## Start Records supplied
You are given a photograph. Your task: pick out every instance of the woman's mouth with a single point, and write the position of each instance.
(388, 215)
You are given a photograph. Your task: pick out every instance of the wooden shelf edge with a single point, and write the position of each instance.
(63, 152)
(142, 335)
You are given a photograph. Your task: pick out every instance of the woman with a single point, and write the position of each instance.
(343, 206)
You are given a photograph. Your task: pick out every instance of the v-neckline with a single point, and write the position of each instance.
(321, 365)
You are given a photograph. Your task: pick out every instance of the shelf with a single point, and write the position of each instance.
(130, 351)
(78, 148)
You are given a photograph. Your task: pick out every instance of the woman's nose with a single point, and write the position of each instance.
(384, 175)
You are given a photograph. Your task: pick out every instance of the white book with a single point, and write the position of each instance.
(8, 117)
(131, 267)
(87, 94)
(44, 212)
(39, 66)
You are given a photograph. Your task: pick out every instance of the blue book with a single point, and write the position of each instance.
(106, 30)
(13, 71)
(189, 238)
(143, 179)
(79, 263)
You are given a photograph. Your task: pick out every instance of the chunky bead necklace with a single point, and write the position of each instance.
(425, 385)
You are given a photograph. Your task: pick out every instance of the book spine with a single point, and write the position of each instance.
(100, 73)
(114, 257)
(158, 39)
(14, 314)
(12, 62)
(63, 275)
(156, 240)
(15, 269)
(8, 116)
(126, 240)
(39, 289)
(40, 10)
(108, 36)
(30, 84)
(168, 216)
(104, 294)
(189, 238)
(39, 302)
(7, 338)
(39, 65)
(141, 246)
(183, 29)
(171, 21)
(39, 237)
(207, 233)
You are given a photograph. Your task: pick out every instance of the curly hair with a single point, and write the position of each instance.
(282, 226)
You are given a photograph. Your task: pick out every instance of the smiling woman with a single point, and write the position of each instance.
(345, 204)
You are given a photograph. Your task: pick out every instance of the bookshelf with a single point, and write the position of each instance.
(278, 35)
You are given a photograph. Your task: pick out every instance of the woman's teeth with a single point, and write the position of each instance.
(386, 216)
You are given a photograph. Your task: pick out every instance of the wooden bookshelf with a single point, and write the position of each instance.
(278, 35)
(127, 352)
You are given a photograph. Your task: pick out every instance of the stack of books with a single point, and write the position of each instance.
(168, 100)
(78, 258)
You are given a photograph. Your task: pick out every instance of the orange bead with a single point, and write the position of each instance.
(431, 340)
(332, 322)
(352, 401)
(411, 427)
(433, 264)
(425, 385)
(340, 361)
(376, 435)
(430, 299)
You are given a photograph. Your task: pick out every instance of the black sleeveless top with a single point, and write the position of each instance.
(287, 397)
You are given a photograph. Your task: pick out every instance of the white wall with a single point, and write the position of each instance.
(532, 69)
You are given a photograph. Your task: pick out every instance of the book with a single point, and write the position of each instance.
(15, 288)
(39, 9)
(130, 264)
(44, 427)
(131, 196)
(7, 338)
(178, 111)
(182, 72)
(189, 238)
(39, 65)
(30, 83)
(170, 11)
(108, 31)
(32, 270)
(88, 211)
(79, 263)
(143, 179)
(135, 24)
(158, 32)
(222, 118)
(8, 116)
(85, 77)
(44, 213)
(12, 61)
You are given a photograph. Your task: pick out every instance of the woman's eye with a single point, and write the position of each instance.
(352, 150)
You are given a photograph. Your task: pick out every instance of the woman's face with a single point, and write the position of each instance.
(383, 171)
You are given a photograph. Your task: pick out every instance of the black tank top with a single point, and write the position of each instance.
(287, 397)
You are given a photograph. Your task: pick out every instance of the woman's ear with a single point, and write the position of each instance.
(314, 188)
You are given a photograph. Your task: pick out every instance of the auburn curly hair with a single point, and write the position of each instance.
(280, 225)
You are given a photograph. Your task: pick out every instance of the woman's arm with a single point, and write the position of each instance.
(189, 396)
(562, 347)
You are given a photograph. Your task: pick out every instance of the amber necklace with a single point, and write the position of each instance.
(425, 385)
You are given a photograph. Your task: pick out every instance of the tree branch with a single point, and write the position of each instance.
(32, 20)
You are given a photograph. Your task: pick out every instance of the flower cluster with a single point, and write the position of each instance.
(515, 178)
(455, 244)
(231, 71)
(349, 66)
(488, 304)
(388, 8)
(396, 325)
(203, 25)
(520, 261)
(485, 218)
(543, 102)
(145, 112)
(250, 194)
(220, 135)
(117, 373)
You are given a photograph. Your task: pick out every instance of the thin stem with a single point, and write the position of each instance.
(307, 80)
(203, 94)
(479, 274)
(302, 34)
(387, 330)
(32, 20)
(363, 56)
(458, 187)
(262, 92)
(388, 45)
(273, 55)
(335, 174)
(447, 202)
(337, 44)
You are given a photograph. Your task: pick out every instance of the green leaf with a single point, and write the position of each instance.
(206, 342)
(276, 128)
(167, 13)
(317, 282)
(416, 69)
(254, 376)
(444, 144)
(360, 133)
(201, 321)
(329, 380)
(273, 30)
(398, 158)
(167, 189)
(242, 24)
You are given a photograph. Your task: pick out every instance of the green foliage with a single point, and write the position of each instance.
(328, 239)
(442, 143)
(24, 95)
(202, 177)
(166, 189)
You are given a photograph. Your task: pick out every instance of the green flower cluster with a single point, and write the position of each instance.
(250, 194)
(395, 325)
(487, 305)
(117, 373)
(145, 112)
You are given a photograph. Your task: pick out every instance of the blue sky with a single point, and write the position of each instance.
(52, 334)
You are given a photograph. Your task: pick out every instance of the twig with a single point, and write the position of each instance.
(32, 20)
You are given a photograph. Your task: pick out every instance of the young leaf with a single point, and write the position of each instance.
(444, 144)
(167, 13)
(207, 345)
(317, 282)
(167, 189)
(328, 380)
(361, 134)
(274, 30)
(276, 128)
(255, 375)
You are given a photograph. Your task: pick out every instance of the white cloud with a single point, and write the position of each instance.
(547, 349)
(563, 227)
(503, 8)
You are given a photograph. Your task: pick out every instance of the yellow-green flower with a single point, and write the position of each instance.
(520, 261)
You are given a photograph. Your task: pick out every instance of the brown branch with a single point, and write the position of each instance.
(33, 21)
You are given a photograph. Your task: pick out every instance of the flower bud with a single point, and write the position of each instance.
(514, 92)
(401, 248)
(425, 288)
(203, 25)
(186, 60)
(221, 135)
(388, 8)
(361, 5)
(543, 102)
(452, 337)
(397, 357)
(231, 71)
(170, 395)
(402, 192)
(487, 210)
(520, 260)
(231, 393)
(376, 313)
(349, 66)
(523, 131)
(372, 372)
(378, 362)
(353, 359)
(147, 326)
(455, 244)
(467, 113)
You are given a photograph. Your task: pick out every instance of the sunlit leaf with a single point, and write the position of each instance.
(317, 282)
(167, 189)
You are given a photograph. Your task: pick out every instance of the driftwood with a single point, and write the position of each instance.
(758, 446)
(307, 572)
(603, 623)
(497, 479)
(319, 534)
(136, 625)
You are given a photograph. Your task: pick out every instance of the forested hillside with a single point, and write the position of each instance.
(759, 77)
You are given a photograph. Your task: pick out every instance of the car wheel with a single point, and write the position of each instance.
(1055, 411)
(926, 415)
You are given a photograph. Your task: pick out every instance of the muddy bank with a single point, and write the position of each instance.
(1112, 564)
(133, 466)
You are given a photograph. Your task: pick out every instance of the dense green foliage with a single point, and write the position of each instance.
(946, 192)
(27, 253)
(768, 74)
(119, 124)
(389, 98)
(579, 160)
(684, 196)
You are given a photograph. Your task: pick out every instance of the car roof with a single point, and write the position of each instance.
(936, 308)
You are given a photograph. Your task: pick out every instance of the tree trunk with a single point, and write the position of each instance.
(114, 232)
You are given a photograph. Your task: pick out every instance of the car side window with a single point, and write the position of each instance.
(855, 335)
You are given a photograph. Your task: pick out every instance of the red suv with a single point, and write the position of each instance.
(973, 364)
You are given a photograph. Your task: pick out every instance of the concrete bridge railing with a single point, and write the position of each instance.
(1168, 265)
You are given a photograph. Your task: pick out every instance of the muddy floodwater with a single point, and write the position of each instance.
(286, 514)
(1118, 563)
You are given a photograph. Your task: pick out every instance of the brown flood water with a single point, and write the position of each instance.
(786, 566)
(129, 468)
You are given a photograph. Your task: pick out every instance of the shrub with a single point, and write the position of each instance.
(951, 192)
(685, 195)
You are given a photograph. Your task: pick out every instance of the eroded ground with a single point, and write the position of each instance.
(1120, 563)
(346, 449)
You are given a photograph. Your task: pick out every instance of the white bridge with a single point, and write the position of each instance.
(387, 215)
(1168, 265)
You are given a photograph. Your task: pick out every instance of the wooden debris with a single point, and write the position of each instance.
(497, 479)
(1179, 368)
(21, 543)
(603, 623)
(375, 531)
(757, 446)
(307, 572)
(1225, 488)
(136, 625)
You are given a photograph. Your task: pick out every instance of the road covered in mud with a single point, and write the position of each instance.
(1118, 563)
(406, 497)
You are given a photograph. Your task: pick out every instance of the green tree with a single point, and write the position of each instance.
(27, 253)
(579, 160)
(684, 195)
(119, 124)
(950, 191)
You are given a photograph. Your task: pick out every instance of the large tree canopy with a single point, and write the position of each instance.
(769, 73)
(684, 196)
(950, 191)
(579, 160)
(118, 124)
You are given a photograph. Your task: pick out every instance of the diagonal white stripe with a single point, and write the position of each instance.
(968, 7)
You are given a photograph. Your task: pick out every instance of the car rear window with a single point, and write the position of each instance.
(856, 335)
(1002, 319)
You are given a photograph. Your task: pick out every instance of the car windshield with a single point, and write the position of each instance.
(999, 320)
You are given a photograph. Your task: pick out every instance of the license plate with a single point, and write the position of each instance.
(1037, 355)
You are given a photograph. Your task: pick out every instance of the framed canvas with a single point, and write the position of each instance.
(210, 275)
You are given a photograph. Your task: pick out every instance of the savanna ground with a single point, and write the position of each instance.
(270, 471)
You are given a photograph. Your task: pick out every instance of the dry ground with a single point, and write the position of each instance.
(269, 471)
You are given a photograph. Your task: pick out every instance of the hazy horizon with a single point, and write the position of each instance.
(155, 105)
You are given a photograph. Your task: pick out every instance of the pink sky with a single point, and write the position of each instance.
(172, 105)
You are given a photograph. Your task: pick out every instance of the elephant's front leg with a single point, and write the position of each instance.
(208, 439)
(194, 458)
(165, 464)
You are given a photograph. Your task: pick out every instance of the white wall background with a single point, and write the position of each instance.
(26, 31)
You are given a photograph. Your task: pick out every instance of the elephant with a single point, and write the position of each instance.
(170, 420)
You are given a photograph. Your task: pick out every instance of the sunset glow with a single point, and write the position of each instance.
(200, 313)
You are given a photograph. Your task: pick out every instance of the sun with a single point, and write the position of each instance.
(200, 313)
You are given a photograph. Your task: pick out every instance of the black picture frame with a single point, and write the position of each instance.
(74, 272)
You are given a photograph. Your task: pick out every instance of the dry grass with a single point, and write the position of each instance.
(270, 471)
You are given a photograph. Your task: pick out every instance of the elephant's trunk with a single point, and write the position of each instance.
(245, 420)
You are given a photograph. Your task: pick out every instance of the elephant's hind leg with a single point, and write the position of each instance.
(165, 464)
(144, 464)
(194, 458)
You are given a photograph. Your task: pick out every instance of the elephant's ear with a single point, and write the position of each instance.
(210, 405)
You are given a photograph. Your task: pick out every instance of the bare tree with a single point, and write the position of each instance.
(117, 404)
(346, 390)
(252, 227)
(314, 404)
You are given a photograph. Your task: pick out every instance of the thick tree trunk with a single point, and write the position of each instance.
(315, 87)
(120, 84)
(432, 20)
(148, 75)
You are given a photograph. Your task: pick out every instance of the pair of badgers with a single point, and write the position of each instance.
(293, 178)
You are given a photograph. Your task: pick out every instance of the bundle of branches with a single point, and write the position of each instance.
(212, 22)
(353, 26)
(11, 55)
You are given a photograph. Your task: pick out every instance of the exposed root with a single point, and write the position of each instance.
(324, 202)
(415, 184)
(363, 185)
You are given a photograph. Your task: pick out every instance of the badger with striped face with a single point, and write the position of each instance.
## End Records supplied
Task goal:
Take the line with "of the sunset" and all lines after it through the end of the records, and write them out exactly; include nothing else.

Final result:
You are given a photograph. Your task: pick out every instance of the sunset glow with a single point, and write the position of each instance.
(200, 313)
You are given a photograph. Your task: pick out every instance of the sun with a single point, and write the position of each instance.
(200, 313)
You are given a photograph. Your task: pick out every instance of the black picture frame with a single point, and write the position of each instance.
(74, 272)
You are given a photograph. Your task: pick out every instance of the dry grass with a single point, and write the position of each instance.
(270, 471)
You are given a photograph. Your task: pick out every instance of the elephant's trunk with a single point, and write the position of each instance.
(245, 420)
You are given a photograph. Your task: pick out every instance of the elephant's hind leg with a single point, and write the position of each instance.
(165, 464)
(144, 464)
(194, 458)
You are given a photograph. Your task: pick out every instance of the elephant's ear with a single point, and write the position of each instance.
(210, 405)
You are given a photograph. Your task: pick out every instance of the bare tree with a single point, and write the position of each instance.
(117, 404)
(346, 390)
(252, 227)
(314, 404)
You are given a photograph. Your task: pick out every instance of the thick tree trunk with a single point, and write the position of each instance.
(315, 87)
(120, 84)
(432, 20)
(148, 75)
You are given a photograph. Your task: pick out every instance of the pair of badgers with a single point, and write the position of each instance.
(293, 178)
You are given a photograph. Your task: pick out every instance of the bundle of branches with a single point, and write the position of each instance.
(212, 22)
(353, 26)
(11, 55)
You are given a photograph. Your task: pick out every instance of the exposed root with a single point, and write the position of each instance.
(324, 202)
(415, 184)
(363, 185)
You are given a photograph. Your task: pick out every instance of the badger with striped face with a single point, and write the position of each instance.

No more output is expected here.